A software engineer with an MBA, Parthasarthy VM left a highly paying career selling banking software in 2012. The trigger was a spurt in lifestyle diseases among his family members in 2010, including his one-and-a-half year old son’s high fever and seizures. A week in the hospital with his son, Sidharth, exposed him to 60 children suffering from the same illness.

Googling the illness took him to a study by the World Health Organisation that found DDT, a banned pesticide, in mother’s milk. “So I started buying organic food at a premium. I even contacted farmers to sell me their produce directly but they would not hear of not using chemical inputs. Monocrotophos, a pesticide banned for use on vegetables, is widely used all over the state. Over a few months, I lost complete faith in the food I was eating and quit my job to grow food myself,” he said.

* [Exercises to complete]:
1. According to the passage about Parthasarthy VM, which pesticide banned for use on vegetables is widely used all over the state?
2. Continue the passage about Parthasarthy VM past its final sentence.

* [Material supplied]:

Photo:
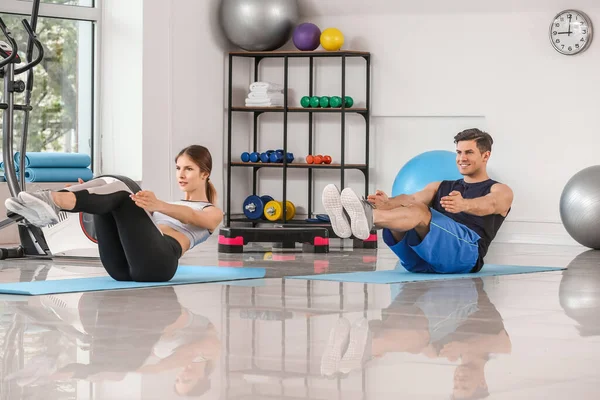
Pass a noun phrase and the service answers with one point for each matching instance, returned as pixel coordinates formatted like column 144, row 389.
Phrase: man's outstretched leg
column 424, row 239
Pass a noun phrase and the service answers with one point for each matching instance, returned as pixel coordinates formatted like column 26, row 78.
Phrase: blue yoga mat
column 401, row 275
column 185, row 275
column 57, row 174
column 54, row 159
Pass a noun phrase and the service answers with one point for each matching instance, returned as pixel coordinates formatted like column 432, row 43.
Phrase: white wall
column 119, row 132
column 183, row 89
column 433, row 76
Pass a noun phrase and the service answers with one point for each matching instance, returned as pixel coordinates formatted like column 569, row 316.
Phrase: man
column 445, row 228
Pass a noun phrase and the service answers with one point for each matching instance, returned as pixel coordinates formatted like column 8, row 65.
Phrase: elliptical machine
column 32, row 239
column 74, row 235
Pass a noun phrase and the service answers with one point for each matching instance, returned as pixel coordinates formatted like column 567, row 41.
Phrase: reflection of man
column 453, row 320
column 146, row 332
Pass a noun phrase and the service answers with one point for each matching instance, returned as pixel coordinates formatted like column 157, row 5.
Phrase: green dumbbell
column 335, row 101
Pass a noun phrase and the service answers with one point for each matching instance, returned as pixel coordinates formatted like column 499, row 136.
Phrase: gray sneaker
column 13, row 205
column 42, row 203
column 360, row 212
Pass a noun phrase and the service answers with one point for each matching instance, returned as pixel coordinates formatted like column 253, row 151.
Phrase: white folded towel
column 265, row 86
column 263, row 102
column 265, row 95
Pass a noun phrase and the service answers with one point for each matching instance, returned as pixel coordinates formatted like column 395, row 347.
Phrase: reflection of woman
column 122, row 328
column 191, row 342
column 146, row 332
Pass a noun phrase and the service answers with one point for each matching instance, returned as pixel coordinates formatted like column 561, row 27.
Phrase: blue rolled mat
column 185, row 275
column 57, row 174
column 56, row 160
column 402, row 275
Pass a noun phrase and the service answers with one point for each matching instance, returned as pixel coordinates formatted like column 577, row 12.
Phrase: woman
column 140, row 238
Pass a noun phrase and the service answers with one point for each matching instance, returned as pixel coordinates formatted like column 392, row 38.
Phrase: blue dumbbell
column 276, row 157
column 254, row 157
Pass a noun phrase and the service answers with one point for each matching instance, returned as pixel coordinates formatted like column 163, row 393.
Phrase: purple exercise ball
column 307, row 37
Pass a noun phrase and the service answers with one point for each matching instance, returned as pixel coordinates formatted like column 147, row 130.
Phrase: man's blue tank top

* [Set of answers]:
1. Monocrotophos.

2.
Fortunately, he had some land in Pandeshwaram near Chennai which was under chemical-based agriculture. He began growing green vegetables there. The initial journey was tough. The land was covered with weeds and he had no knowledge of farming.

Then he met Dr G. Nammalwar, the organic farming scientist who has inspired many people to take up organic farming. The savings he had built up over the years soon vanished and he considered going back to a job. But his wife, Rekha, who was working, supported him.

Two years later, Rekha also quit her job and is now associated with an organic store in Chennai. Over a period of time, many changes crept into their lifestyle. “Farming is about a change in mindset. In the city, we would think about buying a 50-inch screen LCD TV, our son went to the supposedly best school in town. And now, we haven’t switched on the TV for possibly more than a year and Sidharth studies at the local school with just six kids for company,” says Parthasarthy.

That is one problem he faces in  Pandeshwaram. “Everybody wants to send their kids to schools in town so there are no kids here that he can play with. But he is generally busy fiddling with things and a lot happier when he is here. In the city, he still needs an iPad to keep himself occupied.”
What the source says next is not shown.